Brief: Rescale everything from the start of the material down to and including the line containing "top-left (519, 220), bottom-right (576, 248)": copy every line, multiplying each box coordinate listed under "boxes:" by 1.55 and rounding to the nearest whole number, with halves rounded up. Leave all other lines unchanged, including those beginning "Example output:".
↓↓↓
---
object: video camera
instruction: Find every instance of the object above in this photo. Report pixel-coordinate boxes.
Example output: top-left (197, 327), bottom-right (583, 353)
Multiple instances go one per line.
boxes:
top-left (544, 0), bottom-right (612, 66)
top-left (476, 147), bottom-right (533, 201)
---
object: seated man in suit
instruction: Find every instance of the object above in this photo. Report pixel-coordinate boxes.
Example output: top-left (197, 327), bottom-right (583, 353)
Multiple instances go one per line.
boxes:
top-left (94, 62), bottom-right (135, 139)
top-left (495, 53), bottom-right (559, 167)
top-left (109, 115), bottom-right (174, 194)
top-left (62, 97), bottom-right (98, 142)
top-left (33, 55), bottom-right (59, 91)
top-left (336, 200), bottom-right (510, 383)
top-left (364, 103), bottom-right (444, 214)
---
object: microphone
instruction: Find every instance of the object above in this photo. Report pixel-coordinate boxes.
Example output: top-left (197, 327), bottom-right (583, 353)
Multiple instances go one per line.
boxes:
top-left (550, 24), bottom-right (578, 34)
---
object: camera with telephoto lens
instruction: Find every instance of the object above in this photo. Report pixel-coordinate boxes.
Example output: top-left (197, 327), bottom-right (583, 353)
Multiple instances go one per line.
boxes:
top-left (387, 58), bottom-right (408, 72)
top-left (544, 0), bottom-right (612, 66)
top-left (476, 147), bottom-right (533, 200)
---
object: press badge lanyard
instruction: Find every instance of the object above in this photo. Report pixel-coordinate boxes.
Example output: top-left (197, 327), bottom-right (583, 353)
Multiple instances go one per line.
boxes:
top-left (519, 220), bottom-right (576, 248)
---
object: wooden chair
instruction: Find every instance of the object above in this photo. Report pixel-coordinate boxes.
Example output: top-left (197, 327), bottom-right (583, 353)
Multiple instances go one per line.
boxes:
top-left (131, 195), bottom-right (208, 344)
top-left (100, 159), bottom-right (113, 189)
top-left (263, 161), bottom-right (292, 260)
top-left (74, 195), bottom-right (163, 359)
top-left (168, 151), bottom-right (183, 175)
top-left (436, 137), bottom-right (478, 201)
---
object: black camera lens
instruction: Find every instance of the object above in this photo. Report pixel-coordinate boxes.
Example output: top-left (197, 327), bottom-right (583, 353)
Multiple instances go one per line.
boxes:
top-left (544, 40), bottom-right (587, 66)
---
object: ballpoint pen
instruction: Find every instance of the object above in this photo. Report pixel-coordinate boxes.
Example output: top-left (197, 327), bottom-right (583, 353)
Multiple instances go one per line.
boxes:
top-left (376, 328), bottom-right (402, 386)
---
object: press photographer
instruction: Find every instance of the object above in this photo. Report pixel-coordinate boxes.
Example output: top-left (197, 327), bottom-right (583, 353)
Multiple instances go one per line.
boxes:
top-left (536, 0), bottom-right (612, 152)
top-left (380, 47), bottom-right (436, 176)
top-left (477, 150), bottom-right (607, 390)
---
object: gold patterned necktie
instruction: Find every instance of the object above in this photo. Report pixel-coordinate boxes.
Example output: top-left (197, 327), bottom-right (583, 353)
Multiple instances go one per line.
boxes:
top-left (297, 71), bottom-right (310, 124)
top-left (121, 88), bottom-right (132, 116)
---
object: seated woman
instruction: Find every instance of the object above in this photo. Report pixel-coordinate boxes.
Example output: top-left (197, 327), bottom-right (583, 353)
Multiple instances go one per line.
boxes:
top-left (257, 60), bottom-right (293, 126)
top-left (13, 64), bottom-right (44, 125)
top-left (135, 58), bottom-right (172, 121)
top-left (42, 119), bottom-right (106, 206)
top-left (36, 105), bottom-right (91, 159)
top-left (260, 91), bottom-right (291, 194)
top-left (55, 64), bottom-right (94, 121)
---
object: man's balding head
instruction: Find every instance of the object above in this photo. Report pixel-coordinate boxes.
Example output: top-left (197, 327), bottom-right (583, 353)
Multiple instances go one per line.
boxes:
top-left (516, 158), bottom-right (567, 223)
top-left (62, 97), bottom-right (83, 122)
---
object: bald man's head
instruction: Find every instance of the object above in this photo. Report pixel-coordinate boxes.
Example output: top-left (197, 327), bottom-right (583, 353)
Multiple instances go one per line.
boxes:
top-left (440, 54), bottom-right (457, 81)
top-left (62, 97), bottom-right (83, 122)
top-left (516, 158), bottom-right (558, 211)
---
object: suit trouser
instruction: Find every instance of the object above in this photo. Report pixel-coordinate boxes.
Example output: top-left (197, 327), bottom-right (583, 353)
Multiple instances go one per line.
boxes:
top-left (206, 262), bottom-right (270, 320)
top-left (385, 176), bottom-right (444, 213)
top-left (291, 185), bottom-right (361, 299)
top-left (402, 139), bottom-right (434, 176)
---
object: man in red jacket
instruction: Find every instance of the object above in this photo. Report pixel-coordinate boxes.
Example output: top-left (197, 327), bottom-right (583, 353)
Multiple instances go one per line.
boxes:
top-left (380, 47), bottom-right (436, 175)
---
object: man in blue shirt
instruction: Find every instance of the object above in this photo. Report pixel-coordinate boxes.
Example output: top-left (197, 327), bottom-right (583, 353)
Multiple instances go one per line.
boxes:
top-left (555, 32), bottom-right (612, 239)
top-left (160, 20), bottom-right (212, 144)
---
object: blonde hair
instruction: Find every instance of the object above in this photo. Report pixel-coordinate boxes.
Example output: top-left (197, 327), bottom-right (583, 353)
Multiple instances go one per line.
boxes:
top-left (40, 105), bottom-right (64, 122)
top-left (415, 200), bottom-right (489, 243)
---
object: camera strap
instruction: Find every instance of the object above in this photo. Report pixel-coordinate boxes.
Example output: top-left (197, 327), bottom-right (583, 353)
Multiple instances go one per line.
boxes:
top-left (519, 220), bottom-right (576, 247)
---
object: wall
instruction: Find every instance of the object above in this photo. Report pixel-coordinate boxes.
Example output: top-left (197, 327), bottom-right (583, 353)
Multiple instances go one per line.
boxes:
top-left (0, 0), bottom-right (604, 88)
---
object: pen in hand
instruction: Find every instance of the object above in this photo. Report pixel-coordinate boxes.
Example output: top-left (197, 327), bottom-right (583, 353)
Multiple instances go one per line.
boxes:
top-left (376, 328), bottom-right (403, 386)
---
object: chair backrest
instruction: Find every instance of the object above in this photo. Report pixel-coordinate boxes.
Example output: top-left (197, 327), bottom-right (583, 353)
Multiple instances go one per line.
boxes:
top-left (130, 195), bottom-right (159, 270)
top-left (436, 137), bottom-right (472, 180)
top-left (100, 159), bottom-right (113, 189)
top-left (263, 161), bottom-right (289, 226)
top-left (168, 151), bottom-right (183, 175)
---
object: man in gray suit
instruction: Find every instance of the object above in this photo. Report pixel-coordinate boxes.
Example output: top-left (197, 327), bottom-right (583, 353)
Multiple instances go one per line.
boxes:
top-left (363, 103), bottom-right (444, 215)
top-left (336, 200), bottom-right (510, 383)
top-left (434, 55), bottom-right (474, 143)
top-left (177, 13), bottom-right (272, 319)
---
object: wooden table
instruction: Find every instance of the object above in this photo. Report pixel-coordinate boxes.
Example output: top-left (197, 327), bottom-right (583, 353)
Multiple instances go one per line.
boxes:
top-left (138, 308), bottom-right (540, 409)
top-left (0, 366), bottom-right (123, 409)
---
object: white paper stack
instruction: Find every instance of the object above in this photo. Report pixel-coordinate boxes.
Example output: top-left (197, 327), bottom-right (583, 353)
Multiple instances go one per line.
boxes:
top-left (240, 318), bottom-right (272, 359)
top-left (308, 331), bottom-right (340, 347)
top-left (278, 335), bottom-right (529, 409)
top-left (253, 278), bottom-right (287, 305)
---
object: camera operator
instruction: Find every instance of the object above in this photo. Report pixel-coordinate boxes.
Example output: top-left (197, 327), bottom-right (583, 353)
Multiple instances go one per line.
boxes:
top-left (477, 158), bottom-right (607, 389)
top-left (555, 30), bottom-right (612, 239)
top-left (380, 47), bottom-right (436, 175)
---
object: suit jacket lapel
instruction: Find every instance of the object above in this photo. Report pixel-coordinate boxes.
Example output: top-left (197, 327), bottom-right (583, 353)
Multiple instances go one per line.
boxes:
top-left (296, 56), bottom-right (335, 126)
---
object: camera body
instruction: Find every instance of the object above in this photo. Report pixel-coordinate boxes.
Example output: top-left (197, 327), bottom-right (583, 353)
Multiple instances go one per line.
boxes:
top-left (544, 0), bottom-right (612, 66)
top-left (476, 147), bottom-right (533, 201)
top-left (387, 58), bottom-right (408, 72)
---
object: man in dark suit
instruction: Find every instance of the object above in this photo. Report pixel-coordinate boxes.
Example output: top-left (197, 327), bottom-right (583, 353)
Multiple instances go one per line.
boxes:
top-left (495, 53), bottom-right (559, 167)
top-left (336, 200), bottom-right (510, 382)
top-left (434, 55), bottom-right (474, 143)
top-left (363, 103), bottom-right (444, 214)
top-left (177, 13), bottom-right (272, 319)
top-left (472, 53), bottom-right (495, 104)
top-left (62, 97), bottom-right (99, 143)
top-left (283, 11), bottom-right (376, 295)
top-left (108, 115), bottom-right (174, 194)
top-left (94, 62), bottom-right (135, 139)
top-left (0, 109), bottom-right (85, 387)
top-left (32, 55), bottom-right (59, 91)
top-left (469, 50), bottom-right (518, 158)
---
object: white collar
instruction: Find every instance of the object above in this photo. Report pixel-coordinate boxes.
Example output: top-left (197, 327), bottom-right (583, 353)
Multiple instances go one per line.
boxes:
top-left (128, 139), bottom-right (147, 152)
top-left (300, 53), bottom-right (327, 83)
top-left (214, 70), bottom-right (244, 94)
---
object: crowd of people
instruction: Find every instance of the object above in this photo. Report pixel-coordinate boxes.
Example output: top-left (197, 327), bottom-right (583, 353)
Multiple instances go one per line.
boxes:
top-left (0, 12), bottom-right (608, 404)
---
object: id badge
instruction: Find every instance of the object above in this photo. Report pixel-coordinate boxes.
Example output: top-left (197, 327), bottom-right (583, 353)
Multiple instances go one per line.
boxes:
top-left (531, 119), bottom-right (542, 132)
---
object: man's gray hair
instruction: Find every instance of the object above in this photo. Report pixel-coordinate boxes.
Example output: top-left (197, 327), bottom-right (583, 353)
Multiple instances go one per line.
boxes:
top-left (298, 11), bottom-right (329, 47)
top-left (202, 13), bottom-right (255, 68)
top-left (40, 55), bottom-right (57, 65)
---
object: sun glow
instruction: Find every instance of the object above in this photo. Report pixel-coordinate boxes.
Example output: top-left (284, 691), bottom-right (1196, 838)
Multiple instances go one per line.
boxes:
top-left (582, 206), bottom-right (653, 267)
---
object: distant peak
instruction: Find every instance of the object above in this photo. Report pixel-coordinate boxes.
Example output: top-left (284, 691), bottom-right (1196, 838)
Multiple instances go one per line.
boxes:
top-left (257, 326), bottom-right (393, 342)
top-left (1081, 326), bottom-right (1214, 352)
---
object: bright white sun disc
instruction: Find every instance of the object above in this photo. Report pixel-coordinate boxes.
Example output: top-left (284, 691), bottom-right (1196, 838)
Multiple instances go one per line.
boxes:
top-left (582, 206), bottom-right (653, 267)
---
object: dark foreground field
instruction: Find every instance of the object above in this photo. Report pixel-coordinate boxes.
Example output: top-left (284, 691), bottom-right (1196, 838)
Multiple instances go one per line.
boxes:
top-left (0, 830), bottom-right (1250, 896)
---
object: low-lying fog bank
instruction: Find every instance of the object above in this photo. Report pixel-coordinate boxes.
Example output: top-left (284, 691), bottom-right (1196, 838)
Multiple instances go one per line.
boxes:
↑↑↑
Solution for this exercise:
---
object: video camera
instruction: Find every instance of the object above in this photo. Report pixel-coordinate boxes.
Example output: top-left (197, 327), bottom-right (583, 353)
Multiple instances go one per line.
boxes:
top-left (843, 0), bottom-right (949, 102)
top-left (738, 228), bottom-right (826, 312)
---
object: seated man in suit
instruction: Find every instance of the object above in this photo. Report pixel-coordinate boxes.
Example output: top-left (197, 327), bottom-right (583, 353)
Multiple instances go one per line.
boxes:
top-left (146, 96), bottom-right (209, 215)
top-left (767, 82), bottom-right (866, 259)
top-left (169, 178), bottom-right (270, 301)
top-left (96, 150), bottom-right (152, 220)
top-left (51, 85), bottom-right (91, 141)
top-left (521, 310), bottom-right (791, 594)
top-left (564, 160), bottom-right (688, 332)
---
object: microphone
instruction: Find every instance of the object above in this photo. Report pixel-coordinate boxes.
Example output: top-left (197, 327), bottom-right (583, 353)
Multiple instances go one per line.
boxes:
top-left (853, 37), bottom-right (896, 53)
---
object: camera with telephoto lens
instruction: Find every instance of the object above in this photo. Report pixel-coordinate boxes.
Example output: top-left (197, 327), bottom-right (583, 353)
Multiple instances go one per line.
boxes:
top-left (600, 90), bottom-right (632, 112)
top-left (843, 0), bottom-right (949, 102)
top-left (738, 228), bottom-right (826, 310)
---
object: press badge lanyard
instruction: Find every instance of the object above in this photo. Report pixel-coordinate boxes.
Example output: top-left (197, 327), bottom-right (583, 353)
Multiple instances go one per line.
boxes:
top-left (804, 341), bottom-right (893, 384)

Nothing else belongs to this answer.